Natural language region descriptions

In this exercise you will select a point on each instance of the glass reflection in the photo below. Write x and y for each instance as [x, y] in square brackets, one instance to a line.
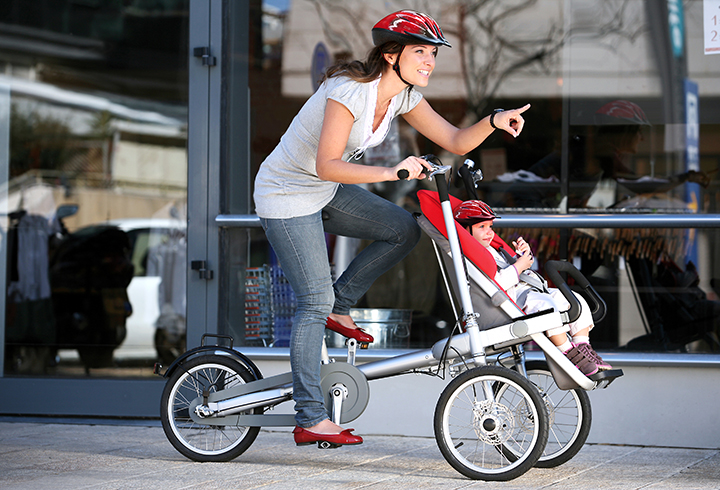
[94, 99]
[604, 135]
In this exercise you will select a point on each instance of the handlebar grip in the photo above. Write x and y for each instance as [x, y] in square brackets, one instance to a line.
[464, 173]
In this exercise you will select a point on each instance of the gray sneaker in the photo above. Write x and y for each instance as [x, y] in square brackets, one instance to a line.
[583, 360]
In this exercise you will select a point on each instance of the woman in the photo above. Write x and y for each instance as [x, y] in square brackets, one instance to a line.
[305, 187]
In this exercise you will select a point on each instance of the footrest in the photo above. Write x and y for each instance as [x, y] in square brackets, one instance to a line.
[604, 378]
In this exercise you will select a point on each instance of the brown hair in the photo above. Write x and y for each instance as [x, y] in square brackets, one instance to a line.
[364, 71]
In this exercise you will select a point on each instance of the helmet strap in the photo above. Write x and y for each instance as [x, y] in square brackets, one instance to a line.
[396, 67]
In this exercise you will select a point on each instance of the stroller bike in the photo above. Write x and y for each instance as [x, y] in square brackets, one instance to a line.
[492, 420]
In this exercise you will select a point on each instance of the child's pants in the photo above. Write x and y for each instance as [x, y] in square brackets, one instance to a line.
[536, 301]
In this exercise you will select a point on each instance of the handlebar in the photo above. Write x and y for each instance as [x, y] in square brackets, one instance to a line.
[435, 163]
[469, 177]
[598, 308]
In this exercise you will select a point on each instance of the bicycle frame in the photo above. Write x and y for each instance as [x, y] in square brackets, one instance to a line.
[225, 406]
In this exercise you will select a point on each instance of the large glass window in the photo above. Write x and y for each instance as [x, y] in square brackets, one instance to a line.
[624, 119]
[93, 167]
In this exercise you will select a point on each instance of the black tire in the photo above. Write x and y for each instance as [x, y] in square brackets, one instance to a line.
[473, 427]
[204, 443]
[569, 416]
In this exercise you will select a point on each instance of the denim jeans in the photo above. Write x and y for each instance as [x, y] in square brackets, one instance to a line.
[300, 245]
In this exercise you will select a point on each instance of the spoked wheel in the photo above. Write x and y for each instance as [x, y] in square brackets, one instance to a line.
[199, 442]
[569, 416]
[484, 412]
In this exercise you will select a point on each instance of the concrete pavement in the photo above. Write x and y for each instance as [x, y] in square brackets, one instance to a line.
[56, 456]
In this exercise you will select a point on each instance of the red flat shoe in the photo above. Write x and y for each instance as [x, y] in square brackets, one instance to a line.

> [WHAT YOU HAVE TO DO] Reproduce all of the data exactly; the pictures do not belong in the copy.

> [ANSWER FOR THE TASK]
In this exercise you will select a point on each instance of the glass reflection in the photo below. Write x and y for each instance as [x, y] in square brackets, one instance to a line.
[94, 99]
[604, 135]
In this exercise you will select a point on each instance of the handlebar grip in the photo above. Write x and y for each instance as [x, y] in square brackets, one instance to a line.
[464, 173]
In this exercise you will select a point on each instance of the gray sneaker in the photo above. Write x and y for each instance as [x, y] in square brackets, one instance to a line.
[583, 360]
In this exercise you will select a point on each instance of the woman in the photo above. Write x and y for each instance as [x, y] in square brackets, one instance to a line.
[305, 187]
In this exercise you will select a point on each instance of the footrest in the photo above. Write x and y for each instance as [x, y] in square brackets, one instance to a line.
[604, 378]
In this exercise you will select a point on each instance of the brown hair in the photo above. Write x and y for each instance as [x, y] in square brackets, one instance to a line.
[364, 71]
In this exercise you will select a point on each instance of the helmet strap in the photo above. Write x and y for each instance as [x, y] in square brackets, one instance to a line.
[396, 67]
In this exercise you will select a point on each instance of the stroller bike in the photo above. Write x and y for each instance as [x, y] in square brackets, one instance to a line.
[492, 420]
In this exercise you will select a point on each instance of the child's pants in the photo above. Write x and y for each instance as [x, y] in square brackets, one instance to a line.
[536, 301]
In this exercise you will select a point on each instance of the handlebar in the photo above. Write x and y for each instance as [x, y] in square brackets, one instance to a line.
[435, 163]
[469, 177]
[598, 308]
In this exercise you will select a point on each instance of the bicycle frame in the photo above. Write x and y for each instance as [x, y] in square brackets, one instance to a line.
[225, 406]
In this exercise you will select a point on each instance of the large glass window in the photo above. Write x and y for each instance as [x, y] in square brackets, one instance to a line.
[624, 119]
[93, 167]
In this exercise you will select a point on each instance of the black tire in the photo above. Write x and y for each instance as [x, y] in square brackets, one instance to a line.
[473, 427]
[204, 443]
[569, 416]
In this exercise you will select a point on each instance of the denim jeans in the photo above. Write x and y for each instance as [x, y] in square brackets, one instance to a line.
[300, 245]
In this exercise you will select a point on each instance of the spoked wheel in the photo above. Write x and y for each instance as [x, y] in square brackets, one instance to a line.
[199, 442]
[569, 416]
[484, 412]
In this exercise you will select a point on each instance of the concrete pavement in the photo above. Write x and y for each instance as [x, y] in square brackets, one instance to a line.
[56, 456]
In this exercise you will select a point on each instance of the red flat shoe in the photo above. Write x and y for each instance as [x, y] in square brackets, one instance to a line.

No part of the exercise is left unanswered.